__Exercise task__: Render every entry below as a JSON list of strings, one string per line, leaving out any blank lines.

Begin

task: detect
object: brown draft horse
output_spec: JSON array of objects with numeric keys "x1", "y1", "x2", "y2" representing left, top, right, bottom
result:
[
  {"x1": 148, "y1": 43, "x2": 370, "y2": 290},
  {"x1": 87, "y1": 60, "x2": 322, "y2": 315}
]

End

__The response__:
[
  "task: detect",
  "object: brown draft horse",
  "output_spec: JSON array of objects with numeric keys \"x1\", \"y1\", \"x2\", \"y2\" representing left, top, right, bottom",
  "result:",
  "[",
  "  {\"x1\": 148, \"y1\": 43, \"x2\": 370, \"y2\": 290},",
  "  {\"x1\": 87, \"y1\": 60, \"x2\": 322, \"y2\": 315}",
  "]"
]